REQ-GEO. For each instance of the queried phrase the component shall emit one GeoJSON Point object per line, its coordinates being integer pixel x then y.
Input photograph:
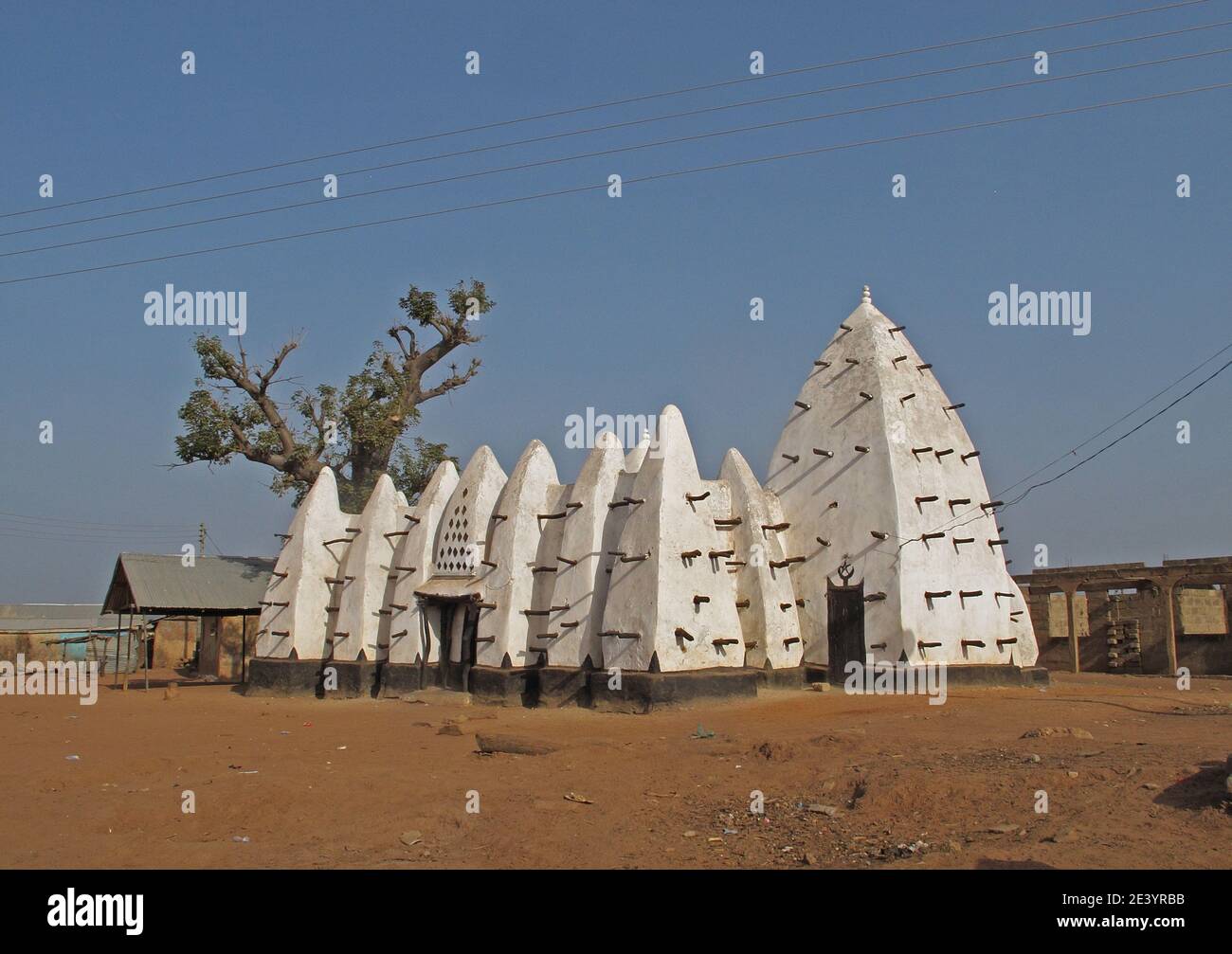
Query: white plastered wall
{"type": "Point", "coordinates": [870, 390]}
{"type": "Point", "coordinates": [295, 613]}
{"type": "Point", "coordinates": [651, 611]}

:::::

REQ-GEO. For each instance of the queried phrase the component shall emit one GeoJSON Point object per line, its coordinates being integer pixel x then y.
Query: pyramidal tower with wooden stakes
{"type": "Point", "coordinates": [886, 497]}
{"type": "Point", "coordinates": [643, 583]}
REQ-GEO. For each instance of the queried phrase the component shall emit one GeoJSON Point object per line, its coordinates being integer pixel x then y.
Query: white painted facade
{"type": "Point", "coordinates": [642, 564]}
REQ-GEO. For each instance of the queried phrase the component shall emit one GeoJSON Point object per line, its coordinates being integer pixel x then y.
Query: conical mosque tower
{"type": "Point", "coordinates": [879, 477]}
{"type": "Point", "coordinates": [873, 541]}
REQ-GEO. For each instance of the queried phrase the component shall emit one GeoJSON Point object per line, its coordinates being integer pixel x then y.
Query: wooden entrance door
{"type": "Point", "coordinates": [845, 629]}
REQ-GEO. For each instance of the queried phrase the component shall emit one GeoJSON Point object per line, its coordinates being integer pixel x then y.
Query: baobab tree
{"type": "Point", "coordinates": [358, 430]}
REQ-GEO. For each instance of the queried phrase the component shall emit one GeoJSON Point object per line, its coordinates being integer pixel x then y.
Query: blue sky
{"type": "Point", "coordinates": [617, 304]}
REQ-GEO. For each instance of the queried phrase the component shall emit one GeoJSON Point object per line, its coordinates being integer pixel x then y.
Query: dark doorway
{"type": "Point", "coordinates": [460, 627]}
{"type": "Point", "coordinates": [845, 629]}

:::::

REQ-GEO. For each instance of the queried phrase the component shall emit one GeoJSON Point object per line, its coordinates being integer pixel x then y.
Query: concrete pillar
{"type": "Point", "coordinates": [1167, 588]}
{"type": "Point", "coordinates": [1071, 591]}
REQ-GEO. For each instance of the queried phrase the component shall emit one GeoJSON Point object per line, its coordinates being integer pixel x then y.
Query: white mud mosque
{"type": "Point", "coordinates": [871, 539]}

:::::

### DESCRIPTION OF THE TASK:
Pick out every line of the material above that contains the word "tower" and copy each of those lines in full.

### THE SOLUTION:
Query: pyramidal tower with wooden stakes
Query: conical mosque tower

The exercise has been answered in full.